*Passage for review*
BEGIN

While the missives from parents were predictably artful and compelling (the GDS parent body has always been blessed with an abundance of journalists, policymakers, and attorneys), my favorite letter in the file was from a student—I’m guessing a 4th or 5th grader. While the letter merits reading in its entirety, I’ll simply share an excerpt:

I am very mad about what just happened hear [sic] at GDS…It is one thing to be a vegetarian and love animals and try and ban those things that hurt animals but it is another when you ruin one of GDS’s favorite events which is the Balloon Launch…Ever since I was in kindergarten I loved to see the balloons go up in the air…The people who think the balloon launch should be cancelled should just not watch it. I bet if you took a vote of how many people wanted the balloon launch, I bet you anything that it would be 3/4ths for the balloon launch…That’s like taking away the Christmas Assembly, the Thanksgiving Assembly, the Passover Assembly and the end of the year assembly. You have taken away one of the most awaited things of GDS. Maybe you should ban women from wearing fur coats to GDS functions. When will it end?…I could go on and on about all the mistakes GDS has made but I would not like to do that because I love this school…What if I decided to get 6 or 7 people to ban homework. Would that work?

As much as I love this letter, I am especially struck by the hand-written note that is paperclipped to it. I’m uncertain as to the author, but they appear to have worked at GDS. Here’s what the note says:

Gladys-I thought you would want to see this. What a wonderful commentary on the ability of one of our students to express himself so vehemently on an issue!

The fact of a controversy at GDS is unsurprising. As an intentionally diverse community, it is normal (and healthy) for individuals at GDS to hold different views, views informed by their different perspectives and life experiences. These different views can be the source of controversy. So periodic controversy is in the GDS “DNA.”

END

(Segmentation mask records)
BEGIN

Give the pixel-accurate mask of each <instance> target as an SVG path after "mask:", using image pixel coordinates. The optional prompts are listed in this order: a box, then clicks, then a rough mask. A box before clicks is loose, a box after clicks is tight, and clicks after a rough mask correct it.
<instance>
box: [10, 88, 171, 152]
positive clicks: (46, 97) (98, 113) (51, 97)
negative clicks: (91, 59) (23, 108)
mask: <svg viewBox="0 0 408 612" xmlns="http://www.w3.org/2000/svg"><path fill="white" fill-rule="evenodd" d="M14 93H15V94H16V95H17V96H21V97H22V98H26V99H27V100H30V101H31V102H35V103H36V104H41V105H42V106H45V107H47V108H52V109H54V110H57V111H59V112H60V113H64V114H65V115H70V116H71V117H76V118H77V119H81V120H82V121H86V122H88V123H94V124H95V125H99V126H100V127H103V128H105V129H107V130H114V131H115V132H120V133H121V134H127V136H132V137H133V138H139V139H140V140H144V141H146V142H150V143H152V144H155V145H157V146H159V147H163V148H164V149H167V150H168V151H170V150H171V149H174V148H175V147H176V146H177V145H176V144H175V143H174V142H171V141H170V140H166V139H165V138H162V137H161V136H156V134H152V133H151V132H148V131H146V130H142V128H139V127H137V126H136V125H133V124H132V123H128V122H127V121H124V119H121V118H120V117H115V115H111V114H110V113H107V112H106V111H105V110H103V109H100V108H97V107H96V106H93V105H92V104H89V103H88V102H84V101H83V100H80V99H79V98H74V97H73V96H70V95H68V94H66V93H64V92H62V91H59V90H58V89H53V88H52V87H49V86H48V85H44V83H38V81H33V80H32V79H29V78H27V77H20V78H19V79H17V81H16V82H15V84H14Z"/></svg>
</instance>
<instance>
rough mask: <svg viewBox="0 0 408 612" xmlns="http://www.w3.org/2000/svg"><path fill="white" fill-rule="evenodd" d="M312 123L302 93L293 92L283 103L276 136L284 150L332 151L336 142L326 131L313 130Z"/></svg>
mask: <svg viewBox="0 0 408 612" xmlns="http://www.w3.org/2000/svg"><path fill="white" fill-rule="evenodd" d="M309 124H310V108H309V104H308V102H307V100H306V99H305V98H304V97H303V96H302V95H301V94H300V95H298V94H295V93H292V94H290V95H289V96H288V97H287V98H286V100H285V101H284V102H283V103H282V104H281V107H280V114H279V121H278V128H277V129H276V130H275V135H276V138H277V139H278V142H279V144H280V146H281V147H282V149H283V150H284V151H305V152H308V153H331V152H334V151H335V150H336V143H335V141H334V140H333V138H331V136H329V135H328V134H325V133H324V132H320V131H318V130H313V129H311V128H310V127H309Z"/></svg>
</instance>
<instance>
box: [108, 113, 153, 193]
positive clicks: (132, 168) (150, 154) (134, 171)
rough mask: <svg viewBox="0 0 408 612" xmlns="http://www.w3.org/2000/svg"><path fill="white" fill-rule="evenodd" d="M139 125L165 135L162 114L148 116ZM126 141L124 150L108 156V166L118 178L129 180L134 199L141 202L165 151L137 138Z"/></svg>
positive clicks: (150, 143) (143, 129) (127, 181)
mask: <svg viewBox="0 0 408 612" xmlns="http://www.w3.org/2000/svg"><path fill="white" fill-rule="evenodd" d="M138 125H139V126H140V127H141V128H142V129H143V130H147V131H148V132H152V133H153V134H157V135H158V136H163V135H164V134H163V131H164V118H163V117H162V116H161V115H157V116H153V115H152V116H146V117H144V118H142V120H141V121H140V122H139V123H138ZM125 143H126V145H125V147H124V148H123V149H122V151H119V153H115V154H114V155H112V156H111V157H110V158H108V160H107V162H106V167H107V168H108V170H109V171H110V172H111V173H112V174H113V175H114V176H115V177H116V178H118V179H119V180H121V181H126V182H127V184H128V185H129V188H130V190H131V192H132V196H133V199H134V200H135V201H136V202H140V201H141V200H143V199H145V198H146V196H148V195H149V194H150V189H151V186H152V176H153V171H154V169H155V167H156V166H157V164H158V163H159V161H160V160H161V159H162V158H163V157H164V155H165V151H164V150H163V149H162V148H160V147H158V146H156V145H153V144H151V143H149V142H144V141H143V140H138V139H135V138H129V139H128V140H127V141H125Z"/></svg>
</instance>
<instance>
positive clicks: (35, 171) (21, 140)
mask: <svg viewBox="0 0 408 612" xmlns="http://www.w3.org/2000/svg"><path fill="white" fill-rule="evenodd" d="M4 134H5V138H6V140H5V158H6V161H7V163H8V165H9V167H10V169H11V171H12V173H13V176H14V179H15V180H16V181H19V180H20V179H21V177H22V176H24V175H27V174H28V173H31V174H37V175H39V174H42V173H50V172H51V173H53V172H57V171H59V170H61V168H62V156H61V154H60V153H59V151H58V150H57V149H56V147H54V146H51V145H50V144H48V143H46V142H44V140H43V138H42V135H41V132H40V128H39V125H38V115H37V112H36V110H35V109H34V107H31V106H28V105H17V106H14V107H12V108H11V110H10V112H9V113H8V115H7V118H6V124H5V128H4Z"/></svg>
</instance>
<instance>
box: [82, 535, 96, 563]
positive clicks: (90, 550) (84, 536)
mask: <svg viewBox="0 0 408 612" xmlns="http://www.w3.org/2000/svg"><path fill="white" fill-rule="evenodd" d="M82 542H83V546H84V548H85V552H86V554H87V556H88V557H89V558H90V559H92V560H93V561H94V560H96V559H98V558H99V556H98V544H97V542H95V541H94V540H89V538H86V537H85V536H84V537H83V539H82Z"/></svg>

END

*Tasks and exercises*
**A)** Please reproduce the passage about the GDS balloon launch letter word for word, between "Gladys-I thought you" and "on an issue!", inclusive.
**B)** Write the next part of the passage about the GDS balloon launch letter, picking up after its final sentence.

*Answers by task*
**A)**
Gladys-I thought you would want to see this. What a wonderful commentary on the ability of one of our students to express himself so vehemently on an issue!

**B)**
That a child is given a voice in the controversy—that their viewpoint or perspective is not merely allowed, but taken seriously and even celebrated, that too is GDS. We see our school’s values reflected so clearly in this drama, in the celebration of this student’s capacity to communicate clearly and powerfully and “vehemently.”

All of this brings me back to our impending move. Whenever we relocate, whether as a family or as an institution, we understandably ask ourselves, “What will this move mean for our identity?” Or, even more boldly stated, “Will we still be us?” The balloon launch drama can help us connect the dots between who we once were and who we are today, a passionate community holding diverse perspectives where discourse is welcome and celebrated.

Perhaps the last word on whether and how our School is changing, and what it means to change, should be given to another alumnus. Julia Fisher ’09 returned to GDS this year as a High School teacher. In the fall she wrote the following reflection on GDS—specifically, on what might be changing, how to make sense of that change, and what is not changing at all.

Above all else I am hearing the rhythms of Ecclesiastes: “One generation passeth away, and another generation cometh: but the earth abideth for ever.” There is nothing new under the sun. There is a perpetual fear at GDS—there has been as long as I’ve known the place, and I’m told there was long before, too—of Old GDS fading away. Every class thinks it is the last of Old GDS, or at least we did in my era, and I imagine that’s likely still true. But really each student is only here for a time—thirteen years, say, or much less. No one era has any ultimate claim to be the truest or most authentic. But when we think we are the last, or the best, or the most indelible, we are not doing anything new, either. We are thinking of our primacy just as everyone else has thought of theirs—because we all live ineluctably in our own moment and think it the center of the universe.